Technical details • KmeansInference

Figure 1: Left: One simulated dataset generated according to \(\mathcal{MN}_{100\times 2}(\textbf{0}_{100\times 2}, \textbf{I}_{100}, \sigma^2 \textbf{I}_{2})\). We apply \(k\)-means clustering to obtain three clusters. The cluster centroids are displayed as triangles. Center: Quantile-quantile plot of the Wald p-values applied to 2,000 simulated datasets from \(\mathcal{MN}_{100\times 2}(\textbf{0}_{100\times 2}, \textbf{I}_{100}, \sigma^2 \textbf{I}_{2})\). Right: Quantile-quantile plot of our proposed p-values applied to the same simulated datasets as in center.
■ ■ ■
__Brief 1__. Shift every coordinate in the answers of the listing up by 17, and write those lines out again with their requests, starting at the line containing "Where can you see the ornate" and ending with the last line of the listing, both included.
■ ■ ■
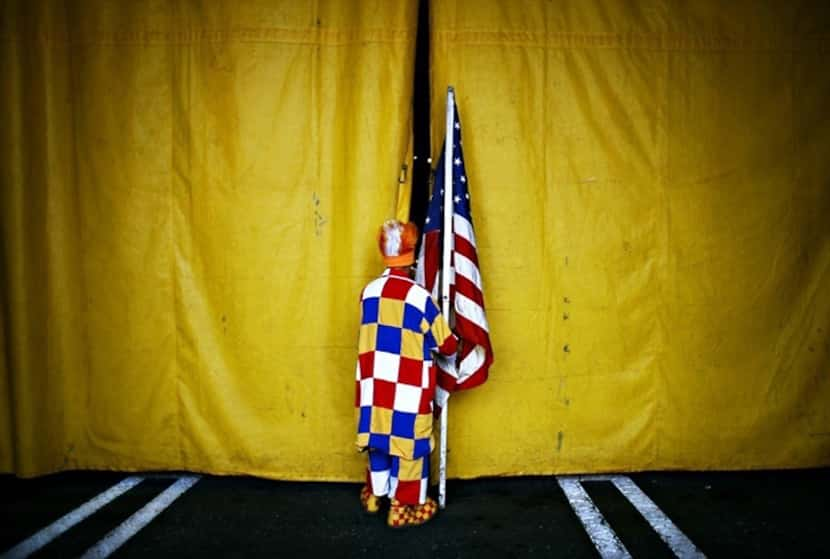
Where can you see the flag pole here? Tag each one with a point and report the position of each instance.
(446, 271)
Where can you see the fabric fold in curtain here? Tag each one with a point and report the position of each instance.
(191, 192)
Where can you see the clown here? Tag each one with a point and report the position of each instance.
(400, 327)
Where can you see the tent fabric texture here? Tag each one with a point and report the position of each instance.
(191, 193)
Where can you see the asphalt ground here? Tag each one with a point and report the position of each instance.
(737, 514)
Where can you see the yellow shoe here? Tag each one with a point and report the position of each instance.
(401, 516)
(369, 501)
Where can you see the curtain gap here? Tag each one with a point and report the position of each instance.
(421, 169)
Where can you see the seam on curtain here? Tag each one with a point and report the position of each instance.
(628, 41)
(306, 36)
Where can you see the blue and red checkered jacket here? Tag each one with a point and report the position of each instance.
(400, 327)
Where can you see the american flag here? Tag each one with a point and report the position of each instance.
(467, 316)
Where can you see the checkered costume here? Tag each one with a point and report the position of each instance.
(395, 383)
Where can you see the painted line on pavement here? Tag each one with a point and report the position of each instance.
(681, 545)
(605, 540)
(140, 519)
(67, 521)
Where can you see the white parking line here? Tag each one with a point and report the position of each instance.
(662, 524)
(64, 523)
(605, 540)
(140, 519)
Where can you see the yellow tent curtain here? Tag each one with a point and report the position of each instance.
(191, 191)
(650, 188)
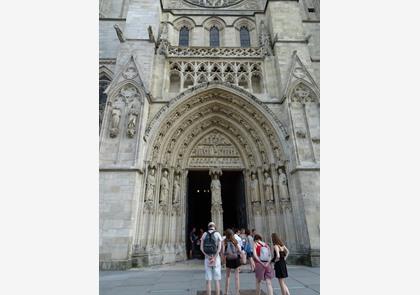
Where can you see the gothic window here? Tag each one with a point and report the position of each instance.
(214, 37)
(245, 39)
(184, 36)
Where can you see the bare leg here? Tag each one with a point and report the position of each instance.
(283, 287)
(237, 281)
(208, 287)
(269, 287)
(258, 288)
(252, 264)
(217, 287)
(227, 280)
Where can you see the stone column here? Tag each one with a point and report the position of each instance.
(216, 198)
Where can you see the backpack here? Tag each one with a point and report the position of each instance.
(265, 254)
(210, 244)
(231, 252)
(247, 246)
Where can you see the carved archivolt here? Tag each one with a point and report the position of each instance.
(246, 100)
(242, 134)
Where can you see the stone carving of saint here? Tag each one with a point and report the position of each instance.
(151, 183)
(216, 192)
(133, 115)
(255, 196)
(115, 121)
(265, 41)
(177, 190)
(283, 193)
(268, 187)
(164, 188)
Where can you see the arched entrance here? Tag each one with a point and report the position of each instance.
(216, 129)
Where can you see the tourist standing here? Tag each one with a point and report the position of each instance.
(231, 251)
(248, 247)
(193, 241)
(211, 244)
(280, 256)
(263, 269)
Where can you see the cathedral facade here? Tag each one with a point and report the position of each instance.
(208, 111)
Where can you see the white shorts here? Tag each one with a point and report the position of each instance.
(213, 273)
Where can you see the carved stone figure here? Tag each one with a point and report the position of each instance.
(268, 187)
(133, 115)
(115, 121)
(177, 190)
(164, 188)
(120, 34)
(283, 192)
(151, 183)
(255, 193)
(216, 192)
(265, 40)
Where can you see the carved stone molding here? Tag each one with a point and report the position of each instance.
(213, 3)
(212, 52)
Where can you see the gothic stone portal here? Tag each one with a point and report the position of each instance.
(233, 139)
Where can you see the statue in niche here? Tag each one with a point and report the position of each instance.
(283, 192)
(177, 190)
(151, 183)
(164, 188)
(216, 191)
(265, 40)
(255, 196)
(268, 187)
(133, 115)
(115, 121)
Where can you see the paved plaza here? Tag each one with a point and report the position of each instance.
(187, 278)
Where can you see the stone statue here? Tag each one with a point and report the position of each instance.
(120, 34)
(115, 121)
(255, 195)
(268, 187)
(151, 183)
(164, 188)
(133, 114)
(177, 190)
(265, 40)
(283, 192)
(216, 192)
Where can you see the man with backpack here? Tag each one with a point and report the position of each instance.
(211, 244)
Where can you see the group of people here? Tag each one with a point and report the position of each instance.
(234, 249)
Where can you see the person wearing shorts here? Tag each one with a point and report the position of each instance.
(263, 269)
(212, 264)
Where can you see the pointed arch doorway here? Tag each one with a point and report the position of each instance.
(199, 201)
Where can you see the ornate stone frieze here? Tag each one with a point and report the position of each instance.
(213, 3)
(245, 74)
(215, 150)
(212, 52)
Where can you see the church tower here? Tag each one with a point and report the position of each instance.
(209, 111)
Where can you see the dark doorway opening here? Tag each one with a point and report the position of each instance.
■ ■ ■
__Brief 2__. Carry on the k-means inference text from its last sentence.

__Written answer 1__.
Where can you see the ornate stone frieze here? Tag each one with a point and report the position of each instance.
(230, 20)
(262, 91)
(232, 167)
(229, 69)
Where can you see the church tower here? Tag each one with a point and report the position of each instance.
(226, 128)
Where can you see the dark doorway opening here? Tag each one with a point and report the position of each instance.

__Written answer 2__.
Overview

We consider the problem of testing for a difference in means between clusters of observations identified via \(k\)-means clustering, an extremely popular clustering algorithm with numerous applications. In this setting, classical hypothesis tests lead to an inflated Type I error rate, because the clusters were obtained on the same data used for testing. To overcome this problem, we propose a selective inference approach in our manuscript and describe an efficient algorithm to compute a finite-sample p-value that controls the selective Type I error for a test of the difference in means between a pair of clusters obtained using \(k\)-means clustering.

In this tutorial, we provide an overview of our selective inference approach. Details for the computationally-efficient implementation of our proposed p-value can be found in Section 3 of our manuscript, available at arXiv_link_here.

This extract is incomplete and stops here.